» REQUIREMENT: Retype every line below precisely as it appears.

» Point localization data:
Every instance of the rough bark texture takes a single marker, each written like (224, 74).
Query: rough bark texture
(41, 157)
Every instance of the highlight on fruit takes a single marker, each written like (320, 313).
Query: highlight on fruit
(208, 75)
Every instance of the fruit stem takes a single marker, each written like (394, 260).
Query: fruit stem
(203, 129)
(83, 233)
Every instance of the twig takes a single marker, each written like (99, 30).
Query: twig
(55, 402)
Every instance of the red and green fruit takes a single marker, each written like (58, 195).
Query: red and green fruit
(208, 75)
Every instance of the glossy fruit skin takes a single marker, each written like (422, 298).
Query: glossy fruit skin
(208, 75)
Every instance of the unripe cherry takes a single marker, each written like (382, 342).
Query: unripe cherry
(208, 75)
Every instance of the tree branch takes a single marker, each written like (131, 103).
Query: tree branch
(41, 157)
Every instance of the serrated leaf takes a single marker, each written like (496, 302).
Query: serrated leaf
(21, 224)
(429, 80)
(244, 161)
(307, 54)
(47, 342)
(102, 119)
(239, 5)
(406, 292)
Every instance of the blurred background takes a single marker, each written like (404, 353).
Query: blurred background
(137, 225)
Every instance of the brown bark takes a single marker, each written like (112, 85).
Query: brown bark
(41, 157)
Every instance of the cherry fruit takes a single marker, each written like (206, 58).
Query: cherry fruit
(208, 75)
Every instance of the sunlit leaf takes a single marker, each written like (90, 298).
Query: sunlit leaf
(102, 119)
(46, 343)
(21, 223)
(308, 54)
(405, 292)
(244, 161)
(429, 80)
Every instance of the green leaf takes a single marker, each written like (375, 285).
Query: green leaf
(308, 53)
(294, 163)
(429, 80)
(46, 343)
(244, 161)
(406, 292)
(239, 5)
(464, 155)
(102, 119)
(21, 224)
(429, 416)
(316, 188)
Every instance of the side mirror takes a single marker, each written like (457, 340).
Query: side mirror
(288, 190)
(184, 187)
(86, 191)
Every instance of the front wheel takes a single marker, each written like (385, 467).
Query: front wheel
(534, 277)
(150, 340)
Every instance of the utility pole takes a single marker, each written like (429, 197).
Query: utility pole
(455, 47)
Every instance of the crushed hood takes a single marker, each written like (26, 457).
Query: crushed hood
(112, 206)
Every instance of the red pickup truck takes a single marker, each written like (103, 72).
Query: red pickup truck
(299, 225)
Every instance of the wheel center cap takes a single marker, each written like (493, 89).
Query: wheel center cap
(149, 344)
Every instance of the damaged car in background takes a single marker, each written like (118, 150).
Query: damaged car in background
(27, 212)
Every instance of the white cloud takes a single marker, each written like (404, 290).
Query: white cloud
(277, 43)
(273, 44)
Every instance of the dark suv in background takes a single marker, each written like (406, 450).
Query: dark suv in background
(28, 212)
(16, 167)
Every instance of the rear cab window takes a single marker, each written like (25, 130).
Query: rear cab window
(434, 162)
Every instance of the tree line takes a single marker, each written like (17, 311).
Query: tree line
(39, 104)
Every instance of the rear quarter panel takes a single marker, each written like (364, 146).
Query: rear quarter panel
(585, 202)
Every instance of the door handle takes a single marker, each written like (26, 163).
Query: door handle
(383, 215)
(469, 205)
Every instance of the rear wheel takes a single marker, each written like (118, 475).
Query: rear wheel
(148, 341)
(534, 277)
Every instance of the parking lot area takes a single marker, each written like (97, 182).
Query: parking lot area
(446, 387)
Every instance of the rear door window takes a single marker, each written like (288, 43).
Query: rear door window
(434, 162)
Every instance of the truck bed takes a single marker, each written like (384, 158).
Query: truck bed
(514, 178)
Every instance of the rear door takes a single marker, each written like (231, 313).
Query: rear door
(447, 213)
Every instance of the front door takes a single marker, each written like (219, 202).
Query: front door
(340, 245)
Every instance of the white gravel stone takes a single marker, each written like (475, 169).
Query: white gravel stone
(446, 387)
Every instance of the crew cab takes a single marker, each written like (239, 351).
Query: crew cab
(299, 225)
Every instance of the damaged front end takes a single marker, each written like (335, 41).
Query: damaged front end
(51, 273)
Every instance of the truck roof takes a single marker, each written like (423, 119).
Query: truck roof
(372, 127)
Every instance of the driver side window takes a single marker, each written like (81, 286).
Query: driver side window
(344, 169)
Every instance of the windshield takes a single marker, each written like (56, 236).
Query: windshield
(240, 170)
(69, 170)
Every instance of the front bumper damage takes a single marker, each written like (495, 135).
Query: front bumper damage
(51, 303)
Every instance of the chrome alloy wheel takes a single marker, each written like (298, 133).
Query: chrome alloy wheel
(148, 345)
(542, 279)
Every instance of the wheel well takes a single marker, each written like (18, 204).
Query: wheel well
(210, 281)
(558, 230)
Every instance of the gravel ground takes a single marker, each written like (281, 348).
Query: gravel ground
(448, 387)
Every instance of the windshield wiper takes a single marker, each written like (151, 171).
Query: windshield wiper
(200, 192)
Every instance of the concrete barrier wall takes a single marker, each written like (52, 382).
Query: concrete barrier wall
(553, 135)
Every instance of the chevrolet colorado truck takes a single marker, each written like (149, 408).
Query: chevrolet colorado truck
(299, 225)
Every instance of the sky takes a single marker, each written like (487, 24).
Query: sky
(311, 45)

» ANSWER FOR THIS EXERCISE:
Every instance of the rough bark texture takes a single marker, each written like (224, 74).
Query: rough bark texture
(41, 157)
Every instance of the highlight on fruit takes a single marker, each written like (320, 313).
Query: highlight on fruit
(208, 75)
Every instance of the fruit stem takes a single marker, each written like (394, 260).
Query: fruit stem
(203, 129)
(83, 233)
Every instance of the twig takes a single marker, each written like (99, 30).
Query: twig
(55, 402)
Every instance of the red and green fruit takes a single marker, each written like (58, 195).
Query: red and green fruit
(208, 75)
Every instance of the glossy fruit skin takes a single marker, each written like (422, 298).
Query: glossy fruit skin
(208, 75)
Every instance of the unripe cherry takes a single marker, each written like (382, 342).
Query: unripe cherry
(208, 75)
Every instance of the tree branch takes a single marker, each written like (131, 103).
Query: tree branch
(41, 157)
Every instance of the serrated leaf takes a single marker, each written like (496, 302).
Query: serrated leaf
(21, 224)
(429, 80)
(244, 161)
(307, 54)
(47, 342)
(102, 119)
(239, 5)
(406, 292)
Every instance of the blurred background takes a single marker, each written like (404, 353).
Query: blurred background
(137, 225)
Every instance of the brown bark takes a single marker, each written like (112, 85).
Query: brown bark
(41, 157)
Every instance of the cherry fruit takes a single marker, each written like (206, 58).
Query: cherry fruit
(208, 75)
Every instance of the sunlit leaf takes a single marker, each written like (90, 298).
Query: sunlit leaf
(102, 119)
(46, 343)
(21, 223)
(308, 54)
(405, 292)
(244, 161)
(429, 80)
Every instance of the green leaf takes a single marker, each written like (375, 285).
Query: green leaf
(308, 53)
(294, 163)
(429, 80)
(46, 343)
(244, 161)
(406, 292)
(239, 5)
(464, 155)
(102, 119)
(21, 224)
(429, 416)
(316, 188)
Every instance of the side mirror takes a single marker, each written like (457, 340).
Query: side mirror
(288, 190)
(184, 187)
(86, 191)
Every instance of the front wheel takes a single marker, each written like (385, 467).
Query: front wheel
(534, 277)
(150, 340)
Every instance of the utility pole takes a single marker, each written like (429, 197).
Query: utility pole
(455, 47)
Every instance of the crushed hood takes a single marker, each written like (26, 457).
Query: crushed hood
(112, 206)
Every instance of the red pickup truck takes a single marker, each written like (103, 72).
Query: red pickup truck
(299, 225)
Every instance of the wheel center cap takes a single marker, each written like (493, 89).
Query: wheel center cap
(149, 344)
Every instance of the damaged car in background takes a single marker, each written like (118, 150).
Query: damaged car in background
(27, 212)
Every instance of the white cloud takes a single marker, each written like (404, 290).
Query: white cloud
(277, 43)
(273, 44)
Every instance of the dark suv in background takes a single marker, each written like (406, 450).
Query: dark suv in background
(28, 212)
(16, 167)
Every instance of the rear cab window takes a single marker, each written like (25, 130).
Query: rear cab window
(434, 162)
Every instance of the tree line takes a single marker, each written like (17, 311).
Query: tree line
(39, 104)
Every instance of the rear quarter panel takes a single marker, each written like (364, 146).
Query: rear quarter panel
(585, 202)
Every instance of the door handle takes a single marker, each written like (26, 163).
Query: door handle
(383, 215)
(469, 205)
Every instance of the rear wheel takes a single marker, each written like (118, 475).
Query: rear wheel
(148, 341)
(534, 277)
Every instance of the parking lot area takes a single marker, each written like (97, 182).
Query: parking lot area
(446, 387)
Every instance of the rear door window takes a single marker, each written like (288, 43).
Query: rear door window
(434, 162)
Every instance of the truck bed takes a single marker, each written like (384, 158).
Query: truck bed
(514, 178)
Every instance of the rear door takes a single marker, each written like (231, 313).
Query: rear door
(447, 213)
Every instance of the front door takes a single marker, each written like (219, 202).
Query: front door
(340, 245)
Every instance of the white gravel stone takes a single marker, each written like (475, 169).
Query: white gravel stone
(446, 387)
Every instance of the crew cab takes a single marker, each written like (239, 351).
Query: crew cab
(299, 225)
Every instance of the damaged front end takes a single marker, each written like (335, 41).
Query: damaged front end
(51, 273)
Every instance of the truck roof takes a single marker, each written like (423, 119).
Query: truck roof
(372, 127)
Every instance of the driver side window takes a single marker, each written like (81, 286).
Query: driver side window
(344, 169)
Every instance of the windshield takes a single marker, each written like (56, 236).
Query: windshield
(240, 170)
(69, 170)
Every instance of the front bumper damage takes a single marker, each written like (495, 135).
Query: front bumper damage
(51, 303)
Every instance of the chrome alloy wheel takes a single marker, each written like (298, 133).
Query: chrome alloy wheel
(148, 345)
(542, 279)
Every instance of the wheel well takes a single marker, each written like (18, 204).
Query: wheel well
(210, 281)
(558, 230)
Every instance of the gravel ground takes a single marker, each written like (281, 348).
Query: gravel ground
(448, 387)
Every instance of the windshield wiper takes a single marker, each written like (151, 171).
Query: windshield wiper
(200, 192)
Every instance of the concrete barrier wall takes a single marker, each written like (52, 382).
Query: concrete barrier wall
(553, 135)
Every instance of the chevrolet colorado truck takes a single marker, each written like (149, 408).
Query: chevrolet colorado truck
(299, 225)
Every instance of the sky takes a single marker, each written like (487, 24).
Query: sky
(311, 45)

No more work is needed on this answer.